━━ Selected excerpt ━━
Elisabeth Kelan is a Professor of Leadership and Organisation at Essex Business School and Director of the Cranfield International Centre for Women Leaders at Cranfield School of Management. Prior to that she was an Associate Professor in the Department of Management at King's College London and Senior Research Fellow in the Centre for Women in Business at London Business School, founded by Laura D’Andrea Tyson. She also worked at the Gender Institute of the London School of Economics and Political Science (LSE) where she received her PhD.

Elisabeth Kelan is a leading scholar on gender, generations and leadership in organizations. The Times described her as an up-and-coming management thinker. She is known for having coined the term Gender Fatigue to denote that whilst gender discrimination evidently continues to exist in organizations, people struggle to deny its existence in their attempt to construct their workplaces as gender neutral. She holds editorial roles for Routledge, at the journal Gender, Work and Organization and the British Journal of Management. She was a British Academy Fellow for 2014 and 2015, received the Leadership Award for the Most Influential Leadership Research in 2016, and was voted one of the Most Influential Thinkers by Human Resources Magazine in 2017.

She is on the board of the Women’s Empowerment Principles initiative of UN Women and the UN Global Compact. She was a Visiting Professor at Georgetown University in 2012, and is currently the Dahlem International Network Professor for Gender Studies 2017-18 at Freie Universität Berlin.

Research 
Kelan is considered a leading thinker, researcher and academic on leadership practice, on women, and on gender. Her approach is interdisciplinary and bridges the conventional theory and practice divide.

She has conducted research on gender in high-tech professions and on gender in MBA education. She led projects that explored generational changes and what Generation Y/Millennials want from work. Her interests lie in the area of identity in organizations and organizational cultures. She is particularly interested in the subtle effects of stereotypes and inequality.
━━━
## What you will do
1 – In the profile of Elisabeth Kelan, what term is she known for having coined?
2 – Continue the profile of Elisabeth Kelan from its last sentence.
The lines after this profile are separate material.
━━ Dataset rows ━━
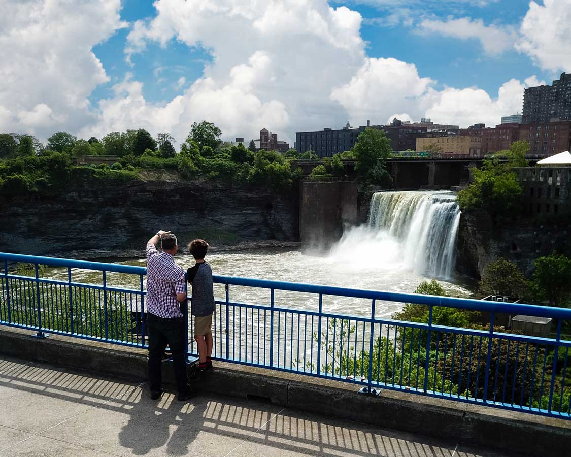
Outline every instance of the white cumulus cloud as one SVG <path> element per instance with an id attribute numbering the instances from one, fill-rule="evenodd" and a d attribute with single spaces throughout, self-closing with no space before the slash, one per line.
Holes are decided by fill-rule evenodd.
<path id="1" fill-rule="evenodd" d="M 41 138 L 77 131 L 87 97 L 108 77 L 91 49 L 125 26 L 120 0 L 2 0 L 0 118 L 5 131 Z"/>
<path id="2" fill-rule="evenodd" d="M 517 49 L 542 69 L 571 71 L 571 0 L 530 2 Z"/>

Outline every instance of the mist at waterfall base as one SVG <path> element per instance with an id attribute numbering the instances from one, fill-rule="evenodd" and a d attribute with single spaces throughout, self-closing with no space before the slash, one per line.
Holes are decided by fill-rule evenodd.
<path id="1" fill-rule="evenodd" d="M 383 193 L 384 195 L 381 197 L 375 194 L 372 202 L 372 204 L 373 202 L 375 205 L 379 204 L 375 207 L 377 209 L 382 209 L 381 204 L 390 203 L 388 207 L 393 211 L 394 222 L 391 222 L 393 216 L 381 218 L 380 213 L 372 211 L 369 224 L 348 230 L 328 253 L 317 253 L 304 248 L 293 250 L 261 249 L 237 252 L 216 252 L 212 250 L 208 252 L 206 259 L 216 275 L 353 288 L 413 292 L 420 282 L 435 277 L 435 275 L 431 275 L 427 271 L 431 265 L 435 264 L 436 270 L 442 270 L 441 272 L 444 273 L 449 268 L 449 258 L 445 256 L 437 255 L 436 258 L 442 261 L 439 260 L 435 263 L 430 259 L 429 256 L 427 258 L 415 254 L 421 250 L 425 252 L 428 251 L 429 254 L 431 249 L 437 251 L 435 244 L 437 242 L 444 244 L 452 242 L 452 234 L 449 236 L 447 235 L 447 238 L 444 237 L 443 242 L 442 238 L 436 236 L 439 231 L 445 228 L 443 224 L 439 226 L 437 223 L 438 221 L 443 223 L 443 219 L 445 219 L 445 215 L 442 215 L 437 210 L 444 210 L 445 206 L 441 207 L 439 205 L 446 203 L 445 201 L 447 200 L 448 205 L 452 207 L 453 201 L 451 201 L 453 200 L 453 195 L 442 193 L 423 192 L 400 193 L 403 195 L 399 197 L 399 193 Z M 413 195 L 411 197 L 412 202 L 407 202 L 407 194 Z M 424 199 L 425 197 L 432 199 L 427 201 Z M 387 201 L 387 199 L 390 201 Z M 443 201 L 439 203 L 439 200 Z M 435 207 L 431 209 L 429 207 L 433 204 Z M 408 211 L 405 211 L 407 207 Z M 448 210 L 451 214 L 456 214 L 449 208 Z M 423 222 L 420 220 L 427 217 L 431 218 L 432 222 L 423 219 L 424 222 Z M 456 219 L 451 219 L 451 223 L 453 224 Z M 380 221 L 386 222 L 381 223 Z M 377 227 L 377 224 L 380 225 Z M 429 228 L 431 227 L 433 228 L 427 229 L 427 225 Z M 407 245 L 408 242 L 415 244 L 409 246 Z M 143 247 L 141 251 L 143 251 Z M 192 257 L 183 252 L 177 255 L 175 259 L 178 264 L 185 269 L 194 264 Z M 145 259 L 122 260 L 120 263 L 144 266 Z M 453 268 L 451 271 L 453 273 Z M 74 281 L 102 283 L 100 272 L 73 268 L 72 274 Z M 67 280 L 66 269 L 54 269 L 51 272 L 51 275 L 56 279 Z M 445 274 L 441 276 L 444 276 Z M 139 280 L 138 276 L 130 275 L 115 273 L 107 275 L 107 283 L 110 286 L 138 290 Z M 452 274 L 439 280 L 450 295 L 468 293 L 469 286 L 461 279 L 455 278 Z M 224 287 L 215 284 L 215 295 L 217 298 L 223 300 Z M 269 290 L 266 289 L 230 287 L 231 301 L 268 304 L 270 296 Z M 316 310 L 319 306 L 318 297 L 315 294 L 276 290 L 275 299 L 278 306 L 295 308 Z M 327 296 L 323 298 L 325 312 L 370 315 L 371 304 L 371 300 L 363 299 Z M 390 317 L 402 307 L 401 303 L 377 302 L 376 315 L 379 318 Z"/>
<path id="2" fill-rule="evenodd" d="M 347 230 L 329 257 L 450 279 L 460 217 L 452 193 L 379 192 L 371 199 L 368 223 Z"/>

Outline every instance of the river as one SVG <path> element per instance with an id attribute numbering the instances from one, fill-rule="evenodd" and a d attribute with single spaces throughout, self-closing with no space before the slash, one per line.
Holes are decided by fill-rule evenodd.
<path id="1" fill-rule="evenodd" d="M 215 274 L 355 288 L 412 292 L 422 281 L 437 278 L 451 295 L 469 293 L 471 283 L 454 272 L 455 243 L 460 211 L 455 195 L 447 192 L 383 192 L 375 194 L 367 224 L 348 229 L 343 238 L 324 253 L 311 247 L 213 252 L 207 256 Z M 181 247 L 180 251 L 184 250 Z M 184 268 L 194 264 L 181 252 L 177 262 Z M 144 266 L 144 259 L 119 263 Z M 53 270 L 50 275 L 67 279 L 67 272 Z M 74 269 L 74 280 L 101 283 L 100 273 Z M 138 289 L 138 277 L 107 275 L 107 284 Z M 215 286 L 223 299 L 223 287 Z M 231 286 L 230 299 L 268 303 L 269 291 Z M 315 295 L 276 291 L 276 304 L 315 310 Z M 379 303 L 376 316 L 388 317 L 402 307 Z M 339 297 L 324 298 L 324 311 L 353 315 L 370 313 L 369 300 Z"/>

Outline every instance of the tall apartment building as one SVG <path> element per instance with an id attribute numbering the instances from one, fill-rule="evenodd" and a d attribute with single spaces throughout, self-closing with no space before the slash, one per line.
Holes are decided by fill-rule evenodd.
<path id="1" fill-rule="evenodd" d="M 529 87 L 524 92 L 523 123 L 571 119 L 571 74 L 561 73 L 551 86 Z"/>

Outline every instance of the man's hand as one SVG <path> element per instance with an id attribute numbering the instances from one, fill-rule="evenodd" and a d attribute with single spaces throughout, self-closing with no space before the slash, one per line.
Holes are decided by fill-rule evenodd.
<path id="1" fill-rule="evenodd" d="M 148 246 L 149 244 L 154 244 L 155 246 L 156 246 L 156 243 L 159 242 L 159 240 L 160 239 L 161 236 L 162 236 L 163 235 L 166 235 L 167 233 L 170 233 L 170 232 L 171 232 L 170 230 L 169 230 L 168 231 L 165 231 L 164 230 L 159 230 L 159 231 L 156 232 L 156 235 L 155 235 L 152 238 L 151 238 L 151 239 L 150 239 L 147 242 L 147 246 Z"/>

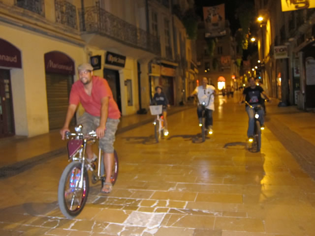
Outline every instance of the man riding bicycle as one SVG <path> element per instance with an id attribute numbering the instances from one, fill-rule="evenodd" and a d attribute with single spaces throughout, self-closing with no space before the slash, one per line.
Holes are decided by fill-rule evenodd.
<path id="1" fill-rule="evenodd" d="M 208 130 L 209 134 L 212 134 L 213 133 L 212 113 L 215 110 L 214 95 L 216 94 L 216 88 L 214 86 L 208 85 L 208 78 L 203 77 L 202 78 L 202 85 L 196 87 L 195 90 L 190 94 L 190 96 L 197 94 L 198 97 L 199 104 L 197 108 L 197 114 L 199 126 L 202 125 L 202 111 L 205 109 L 206 129 Z M 206 105 L 205 107 L 201 105 L 203 103 Z"/>
<path id="2" fill-rule="evenodd" d="M 256 107 L 261 105 L 264 98 L 261 97 L 262 94 L 264 98 L 265 98 L 268 101 L 270 99 L 268 97 L 264 89 L 256 84 L 255 79 L 253 77 L 250 77 L 249 79 L 250 86 L 246 88 L 243 91 L 243 96 L 241 97 L 240 103 L 243 103 L 244 101 L 246 101 L 252 107 Z M 248 115 L 248 129 L 247 130 L 247 136 L 249 140 L 253 138 L 254 134 L 254 127 L 255 126 L 254 111 L 247 104 L 246 105 L 246 112 Z M 264 111 L 259 110 L 258 111 L 259 116 L 258 118 L 261 127 L 264 126 Z"/>
<path id="3" fill-rule="evenodd" d="M 168 133 L 167 129 L 167 119 L 166 116 L 167 110 L 166 107 L 169 107 L 169 103 L 165 93 L 162 92 L 162 87 L 157 86 L 156 87 L 156 92 L 152 99 L 152 103 L 156 105 L 163 105 L 162 115 L 164 119 L 164 126 L 165 127 L 164 133 Z"/>
<path id="4" fill-rule="evenodd" d="M 95 130 L 99 138 L 99 148 L 104 152 L 104 165 L 106 173 L 105 183 L 101 192 L 109 193 L 113 188 L 111 182 L 112 169 L 114 164 L 115 134 L 119 123 L 120 112 L 114 100 L 112 91 L 107 81 L 93 75 L 93 67 L 89 63 L 78 67 L 79 80 L 71 88 L 69 106 L 63 127 L 60 130 L 63 140 L 65 133 L 69 131 L 69 124 L 79 103 L 85 112 L 78 119 L 78 122 L 83 126 L 82 133 L 87 134 Z M 87 146 L 87 160 L 95 160 L 91 145 Z"/>

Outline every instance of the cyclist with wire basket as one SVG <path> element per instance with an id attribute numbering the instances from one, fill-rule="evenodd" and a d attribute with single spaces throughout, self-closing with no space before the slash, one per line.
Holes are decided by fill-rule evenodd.
<path id="1" fill-rule="evenodd" d="M 167 115 L 167 108 L 169 107 L 169 103 L 166 97 L 165 94 L 162 92 L 162 87 L 157 86 L 156 87 L 156 92 L 152 99 L 152 104 L 154 105 L 162 105 L 163 106 L 162 115 L 164 120 L 164 127 L 165 127 L 164 133 L 168 133 L 167 129 L 167 119 L 166 115 Z"/>
<path id="2" fill-rule="evenodd" d="M 196 94 L 199 100 L 199 104 L 197 108 L 197 114 L 199 120 L 199 126 L 202 125 L 202 111 L 205 110 L 206 115 L 205 127 L 209 134 L 212 134 L 213 130 L 213 119 L 212 113 L 215 110 L 215 97 L 216 88 L 212 85 L 208 84 L 208 79 L 206 77 L 202 78 L 202 85 L 196 87 L 192 92 L 191 96 Z M 205 104 L 203 106 L 202 104 Z"/>

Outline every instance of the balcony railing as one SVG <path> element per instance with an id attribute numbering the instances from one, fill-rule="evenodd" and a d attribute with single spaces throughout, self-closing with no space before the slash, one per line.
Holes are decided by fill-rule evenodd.
<path id="1" fill-rule="evenodd" d="M 45 16 L 44 0 L 15 0 L 15 5 Z"/>
<path id="2" fill-rule="evenodd" d="M 73 29 L 78 29 L 77 12 L 74 5 L 66 1 L 55 0 L 56 22 Z"/>
<path id="3" fill-rule="evenodd" d="M 160 55 L 158 37 L 137 28 L 100 7 L 95 6 L 79 9 L 80 30 L 89 33 L 109 37 L 124 44 Z"/>

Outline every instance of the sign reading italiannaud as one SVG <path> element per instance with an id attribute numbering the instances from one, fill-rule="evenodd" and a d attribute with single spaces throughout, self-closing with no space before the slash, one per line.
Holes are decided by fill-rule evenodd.
<path id="1" fill-rule="evenodd" d="M 281 0 L 282 11 L 315 7 L 315 0 Z"/>

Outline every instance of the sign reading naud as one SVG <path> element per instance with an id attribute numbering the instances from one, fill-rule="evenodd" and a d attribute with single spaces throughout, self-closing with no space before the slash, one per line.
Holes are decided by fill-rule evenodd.
<path id="1" fill-rule="evenodd" d="M 124 67 L 126 61 L 126 57 L 125 56 L 120 55 L 110 52 L 106 52 L 105 59 L 105 63 L 106 64 Z"/>
<path id="2" fill-rule="evenodd" d="M 63 75 L 74 75 L 74 62 L 64 53 L 53 51 L 45 54 L 45 70 L 46 73 Z"/>
<path id="3" fill-rule="evenodd" d="M 281 59 L 282 58 L 287 58 L 287 46 L 275 46 L 274 52 L 275 53 L 275 59 Z"/>
<path id="4" fill-rule="evenodd" d="M 8 42 L 0 38 L 0 66 L 22 68 L 21 52 Z"/>

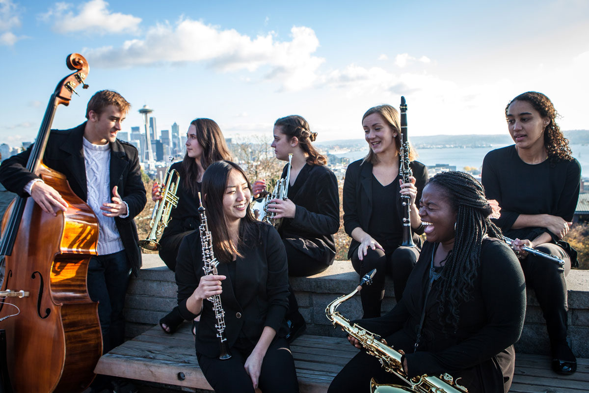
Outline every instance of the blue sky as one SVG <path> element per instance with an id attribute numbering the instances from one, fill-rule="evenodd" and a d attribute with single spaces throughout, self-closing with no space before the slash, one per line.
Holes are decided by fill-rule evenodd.
<path id="1" fill-rule="evenodd" d="M 552 99 L 563 129 L 589 129 L 585 0 L 249 2 L 0 0 L 0 143 L 34 138 L 72 52 L 90 87 L 56 128 L 110 88 L 133 105 L 127 130 L 147 104 L 160 130 L 210 117 L 228 137 L 269 137 L 297 114 L 318 141 L 362 138 L 363 113 L 403 95 L 410 137 L 496 134 L 528 90 Z"/>

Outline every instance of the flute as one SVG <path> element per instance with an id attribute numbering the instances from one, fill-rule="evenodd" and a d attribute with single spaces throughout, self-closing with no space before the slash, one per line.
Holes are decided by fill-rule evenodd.
<path id="1" fill-rule="evenodd" d="M 507 243 L 508 246 L 511 247 L 511 243 L 513 242 L 513 239 L 509 239 L 509 237 L 507 237 L 505 236 L 503 236 L 503 240 L 505 240 L 505 243 Z M 536 256 L 541 256 L 545 258 L 548 258 L 553 262 L 558 263 L 559 265 L 560 265 L 561 267 L 564 266 L 564 260 L 563 260 L 562 258 L 559 258 L 556 255 L 547 254 L 545 252 L 538 251 L 535 249 L 532 249 L 531 247 L 528 247 L 527 246 L 522 246 L 521 249 L 522 249 L 524 251 L 528 253 L 535 255 Z"/>

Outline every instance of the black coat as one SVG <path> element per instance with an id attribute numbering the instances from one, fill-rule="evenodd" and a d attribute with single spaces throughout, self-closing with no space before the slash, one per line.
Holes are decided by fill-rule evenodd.
<path id="1" fill-rule="evenodd" d="M 234 276 L 231 278 L 227 263 L 221 262 L 217 266 L 219 274 L 227 276 L 221 283 L 221 304 L 225 312 L 224 336 L 230 349 L 239 337 L 247 338 L 253 346 L 264 326 L 274 329 L 276 337 L 284 337 L 287 331 L 284 321 L 289 296 L 286 252 L 273 227 L 256 224 L 259 235 L 243 239 L 244 245 L 239 248 L 243 257 L 235 261 Z M 203 265 L 200 233 L 195 230 L 183 239 L 176 262 L 178 307 L 180 315 L 188 321 L 196 315 L 186 308 L 186 300 L 198 286 L 204 274 Z M 212 305 L 203 301 L 200 321 L 195 323 L 196 351 L 210 357 L 219 354 Z"/>
<path id="2" fill-rule="evenodd" d="M 352 237 L 352 231 L 357 227 L 362 228 L 362 230 L 367 232 L 369 221 L 372 214 L 372 164 L 369 162 L 362 163 L 363 160 L 355 161 L 348 166 L 346 170 L 346 178 L 343 182 L 343 226 L 346 233 Z M 416 179 L 415 186 L 417 187 L 417 197 L 416 203 L 418 203 L 421 198 L 421 193 L 428 182 L 428 169 L 425 165 L 418 161 L 412 161 L 409 163 L 409 167 L 413 171 L 413 176 Z M 401 206 L 401 194 L 398 193 L 395 195 L 395 201 L 391 206 L 396 209 L 399 209 Z M 378 206 L 381 209 L 390 208 L 390 206 Z M 399 219 L 403 219 L 403 214 L 399 214 Z M 399 222 L 399 225 L 402 226 L 403 222 Z M 413 230 L 413 242 L 416 244 L 421 244 L 421 240 L 415 233 L 423 233 L 421 228 L 418 230 Z M 348 257 L 350 258 L 355 250 L 358 249 L 360 243 L 354 239 L 350 243 L 350 248 L 348 252 Z"/>
<path id="3" fill-rule="evenodd" d="M 296 210 L 294 217 L 283 219 L 280 236 L 315 260 L 330 265 L 336 253 L 333 234 L 339 229 L 339 195 L 333 172 L 323 165 L 306 164 L 289 186 L 288 197 Z"/>
<path id="4" fill-rule="evenodd" d="M 84 122 L 71 130 L 52 130 L 43 156 L 43 163 L 64 174 L 72 191 L 84 201 L 88 197 L 82 144 L 85 126 Z M 24 191 L 25 186 L 31 180 L 39 179 L 27 170 L 32 148 L 32 146 L 8 158 L 0 166 L 0 183 L 6 190 L 21 197 L 29 196 Z M 133 273 L 137 275 L 141 266 L 141 256 L 133 218 L 143 210 L 147 202 L 137 149 L 118 139 L 110 143 L 110 190 L 117 186 L 119 195 L 129 207 L 128 216 L 124 219 L 115 217 L 115 223 Z"/>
━━━
## Results
1 – Gender Fatigue.

2 –
Her current work looks at leadership development, gender and generational diversity, and organizational policy and corporate responsibility. For her British Academy fellowship, she launched a project that looked at global c-suite management as well as middle management layers, and analyzed their potential roles as change agents in public, private and international organizations. In an unconventional move, she produced comic strips to associate everyday life situations with the conveying of her key research findings. Kelan showed that middle managers are key to improving inclusion, but that diversity and representation in top management is necessary to provide the impetus for middle management actions.

In the emerging debate about the future of work, technology, and social and organizational leadership, she has welcomed the use of artificial intelligence to improve diversity in the workplace, but warned that it would be naïve to presume that AI will do away with unconscious biases.

Work 
Kelan has presented her research at various international institutions and occasions such as at the World Summit on the Information Society in Tunis 2005, the Women as Global Leaders conference in Abu Dhabi 2006, the United Nations in New York 2007, the Women's Forum for the Economy and Society in Deauville 2007 and 2008, and the United Nations Global Compact’s Women’s Day Commemoration in New York in 2009 and 2010. During the 2009 event held to adopt and implement the UN Global Compact Calvert Women’s Principles, she spoke on why gender is a crucial part of corporate social responsibility.

She gave further keynote addresses to the Mayor of London & Greater London Authority's Women in London’s Economy programme held at the Merchant Taylors' Hall, and to the European Central Bank in Frankfurt.

Since 2010, she gave keynotes and talks at the Massachusetts Institute of Technology (MIT), Simmons College, the Organization for Security and Co-operation in Europe (OSCE) in 2011 and 2012; the Council of Europe and CERN in 2013; as well as Google in 2014, and featured on TED and in Cosmopolitan magazine (US edition) in 2013 and the UK edition in 2015.

She is known to have worked on projects with General Electric, EADS-Airbus, and PwC, and produced research with KPMG, which was presented at the World Economic Forum 2015. Since 2015, she is regularly teaching at the United Nations System Staff College worldwide.

Notoriously, in June 2008, she organised the “Humanising Work” symposium with Judy Wajcman, then visiting professor at the Lehman Brothers Centre for Women in Business at London Business School. The groundbreaking seminar attempted to expose business academics and practitioners to current research and knowledge in the social sciences and saw two talks by (Lord) Anthony Giddens and Richard Sennett. Stefan Stern from the Financial Times likened this event to an academic version of the Rumble in the Jungle and referred to it as the "Dialectic in the Park" – a reference to London Business School's Regent's Park campus. He authored several articles on the topic of "What sociologists can teach managers" discussing his impression that sociologists could help you run your company better than management gurus.

Select bibliography

Books 
 Kelan, E.K. (2012) Rising Stars: Developing Millennial Women as Leaders, Basingstoke: Palgrave Macmillan.
 Kelan, E.K. (2009) Performing Gender at Work, Basingstoke: Palgrave.

Articles 

 Kelan, E.K. and Wratil, P. (2018) 'Post-heroic Leadership, Tempered Radicalism and Senior Leaders as Change Agents for Gender Equality', In: European Management Review.
 Gill, R., Kelan, E.K., Scharff, C. (2017) 'A Postfeminist Sensibility at Work', In: Gender, Work and Organization, 24:3, 226-244.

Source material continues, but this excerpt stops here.